The titular winner of today's

mini challenge is...

Willam.

- Yeah!

- Yes.

- I won; you know, it's kind of

a hobby of mine.

Thank you, God,

for all this bod.

- Condragulations, Willam.

Spring break 2012!

Now that spring break is over,

it's time for a little

herstory lesson.

Back in 1969, at the Stonewall

riots, it was a drag queen who

had the charisma, uniqueness,

nerve, and talent to dig her

heels in and start a revolution.

And every year since, drag

queens have been the shining

stars of pride celebrations

around the world.

For this week's main challenge,

you'll be styling

a fashion-forward look for our

very own pride parade.

Now, the theme for this year's

pride is hope floats.

In addition to your outfits,

you'll need to design parade

floats using these colorful

accessories.

[laughter]

Ships ahoy.

Each of you will be assigned

a different boat based on the

eight colors of the original

rainbow flag.

Willam, you won the mini

challenge, so you get to assign

the color themes,

using these hankies.

- I want blue.

Indigo blue.

I think this is the fairest way

to do it.

- Jiggly gets orange.

Phi Phi gets violet.

Dida gets red.

Turquoise for Latrice.

Pink for Chad Michaels.

Yellow for Milan.

And green for Sharon needles.

Now, ladies, you can use your

own drag, plus materials

provided by Michael Levine

fabrics.

Your ensemble needs to be super

chic and take pride over the

rainbow and on to the runway.

Gentlemen, start your engines.

And may the best woman win.

- Yay.

- Oh, my God.

- Oh, look, shamrocks.

- This might buckle

my runway game.

**GOAL OF THE EXERCISE:**
Quote the transcript from "a different boat" up to and including "using these hankies.".

**STORED RECORDS:**
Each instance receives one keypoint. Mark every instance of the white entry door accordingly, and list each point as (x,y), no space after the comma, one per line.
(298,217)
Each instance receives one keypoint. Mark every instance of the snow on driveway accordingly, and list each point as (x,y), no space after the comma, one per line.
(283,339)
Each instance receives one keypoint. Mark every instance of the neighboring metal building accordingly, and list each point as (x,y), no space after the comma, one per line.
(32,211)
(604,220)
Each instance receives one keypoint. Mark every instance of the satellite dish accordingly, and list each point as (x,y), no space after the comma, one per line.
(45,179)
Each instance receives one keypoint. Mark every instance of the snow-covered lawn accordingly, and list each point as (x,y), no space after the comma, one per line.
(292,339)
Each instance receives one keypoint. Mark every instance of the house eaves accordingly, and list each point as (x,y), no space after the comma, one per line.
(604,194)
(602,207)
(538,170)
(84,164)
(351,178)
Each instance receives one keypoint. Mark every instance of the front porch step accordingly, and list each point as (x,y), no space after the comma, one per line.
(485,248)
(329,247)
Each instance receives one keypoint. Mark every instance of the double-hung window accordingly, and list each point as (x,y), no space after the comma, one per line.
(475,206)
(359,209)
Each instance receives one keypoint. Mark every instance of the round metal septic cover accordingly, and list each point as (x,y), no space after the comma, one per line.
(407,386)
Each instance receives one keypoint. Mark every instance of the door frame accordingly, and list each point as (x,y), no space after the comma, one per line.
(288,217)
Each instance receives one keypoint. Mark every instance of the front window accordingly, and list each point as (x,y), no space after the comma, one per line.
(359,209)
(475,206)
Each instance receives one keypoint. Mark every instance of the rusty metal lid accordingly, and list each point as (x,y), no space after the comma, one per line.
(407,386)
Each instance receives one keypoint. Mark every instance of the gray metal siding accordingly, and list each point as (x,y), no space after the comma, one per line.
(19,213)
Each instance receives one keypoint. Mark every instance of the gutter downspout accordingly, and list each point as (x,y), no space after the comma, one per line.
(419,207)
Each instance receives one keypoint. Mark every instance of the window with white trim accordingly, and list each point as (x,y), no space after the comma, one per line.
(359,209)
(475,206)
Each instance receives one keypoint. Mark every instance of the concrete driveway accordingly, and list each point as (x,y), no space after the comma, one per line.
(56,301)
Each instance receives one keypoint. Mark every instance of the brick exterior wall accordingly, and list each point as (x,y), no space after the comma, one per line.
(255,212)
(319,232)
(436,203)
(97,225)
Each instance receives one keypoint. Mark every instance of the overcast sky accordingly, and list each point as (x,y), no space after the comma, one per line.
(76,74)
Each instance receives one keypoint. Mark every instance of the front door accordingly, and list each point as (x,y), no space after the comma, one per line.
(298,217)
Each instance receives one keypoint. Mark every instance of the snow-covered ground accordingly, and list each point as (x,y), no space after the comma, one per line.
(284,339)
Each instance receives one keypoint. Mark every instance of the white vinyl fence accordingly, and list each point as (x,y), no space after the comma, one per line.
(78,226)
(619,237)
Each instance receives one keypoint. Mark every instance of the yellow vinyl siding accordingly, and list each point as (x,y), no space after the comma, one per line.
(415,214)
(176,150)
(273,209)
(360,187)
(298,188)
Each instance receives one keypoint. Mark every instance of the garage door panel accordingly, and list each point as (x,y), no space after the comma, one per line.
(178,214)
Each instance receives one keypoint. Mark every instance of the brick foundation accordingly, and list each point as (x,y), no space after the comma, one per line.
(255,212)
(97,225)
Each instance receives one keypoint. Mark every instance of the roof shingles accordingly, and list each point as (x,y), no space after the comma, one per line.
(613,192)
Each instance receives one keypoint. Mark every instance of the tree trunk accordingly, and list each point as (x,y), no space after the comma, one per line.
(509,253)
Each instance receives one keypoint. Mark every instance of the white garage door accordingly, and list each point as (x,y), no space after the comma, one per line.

**TASK SOLUTION:**
a different boat based on the

eight colors of the original

rainbow flag.

Willam, you won the mini

challenge, so you get to assign

the color themes,

using these hankies.